## READING PASSAGE
Dorough’s globe-trotting gardening experience also benefits his community and the broader industry. As one of the founding trustees of the Atlanta Botanical Garden, which incorporated in 1976, Dorough helped establish the garden and build some of its original paths and berms. Through the years, Dorough has also contributed his insights to industry associations including the Associated Landscape Contractors of America, Greater Atlanta Nurserymen’s Association and the Atlanta Historical Society.

Dorough’s team keeps detailed notes on plants to ensure they thrive in their environment.
Personalized approach.

Though Dorough has designed and maintained properties for many of Atlanta’s best-known names, he’s quick to point out that his team of 20 serves a broad array of clientele and a range of project sizes.

“I’ve been blessed to work for the super-rich, but not everybody we work for is super-rich,” he says, noting that 95 percent of his business is residential. “We’re known for creating Atlanta’s most beautiful gardens because we want to create environments that our clients will enjoy. It’s not going to be what we like or want; it’s going to be your garden.”

Before beginning any project, someone on Dorough’s team interviews each client to understand their design preferences and landscape concerns. They don’t just walk the property; they try to see the landscape through the client’s eyes – literally.

“We always ask, ‘May we go in your house and look out the windows to see what you see? Because we want you to enjoy the garden even when you’re not in the garden,’” Dorough says. “People are always impressed with that, and they say, ‘No one has ever approached it that way.’”

Based on that approach, Dorough’s advice to other contractors is simple:

“Listen to your client,” he says. “The biggest complaint we get when we talk to people is, ‘We’ve called three other companies and you’re the only one that listened to what we had to say. The others are so busy trying to tell us what they want to do with our property that they haven’t heard what we want.’ People are a lot more educated about landscaping today, so you’re better off putting in what clients want if it works.”

Experience and education.

## DATA TO EXAMINE

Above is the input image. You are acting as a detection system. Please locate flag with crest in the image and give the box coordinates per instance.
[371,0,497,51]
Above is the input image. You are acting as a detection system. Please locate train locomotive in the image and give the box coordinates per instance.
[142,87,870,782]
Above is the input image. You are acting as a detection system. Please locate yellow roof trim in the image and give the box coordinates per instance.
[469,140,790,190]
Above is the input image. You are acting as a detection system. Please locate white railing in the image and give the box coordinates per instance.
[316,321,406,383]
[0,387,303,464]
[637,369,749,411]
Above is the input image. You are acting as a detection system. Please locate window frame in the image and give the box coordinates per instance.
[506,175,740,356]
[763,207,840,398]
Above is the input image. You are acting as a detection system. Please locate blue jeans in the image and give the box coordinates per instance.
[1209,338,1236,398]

## QUESTIONS ON THE MATERIAL
1: Answer these questions from the Dorough profile:
(a) In what year did the Atlanta Botanical Garden incorporate?
(b) How many people are on Dorough's team?
(c) What share of Dorough's business is residential?
2: From the Dorough profile, extract the stretch from "Dorough’s globe-trotting gardening" through "in their environment.", copying it word for word.
The data can be set aside; none of it is needed here.

## ANSWERS BY ITEM NUMBER
1:
(a) 1976
(b) 20
(c) 95 percent

2:
Dorough’s globe-trotting gardening experience also benefits his community and the broader industry. As one of the founding trustees of the Atlanta Botanical Garden, which incorporated in 1976, Dorough helped establish the garden and build some of its original paths and berms. Through the years, Dorough has also contributed his insights to industry associations including the Associated Landscape Contractors of America, Greater Atlanta Nurserymen’s Association and the Atlanta Historical Society.

Dorough’s team keeps detailed notes on plants to ensure they thrive in their environment.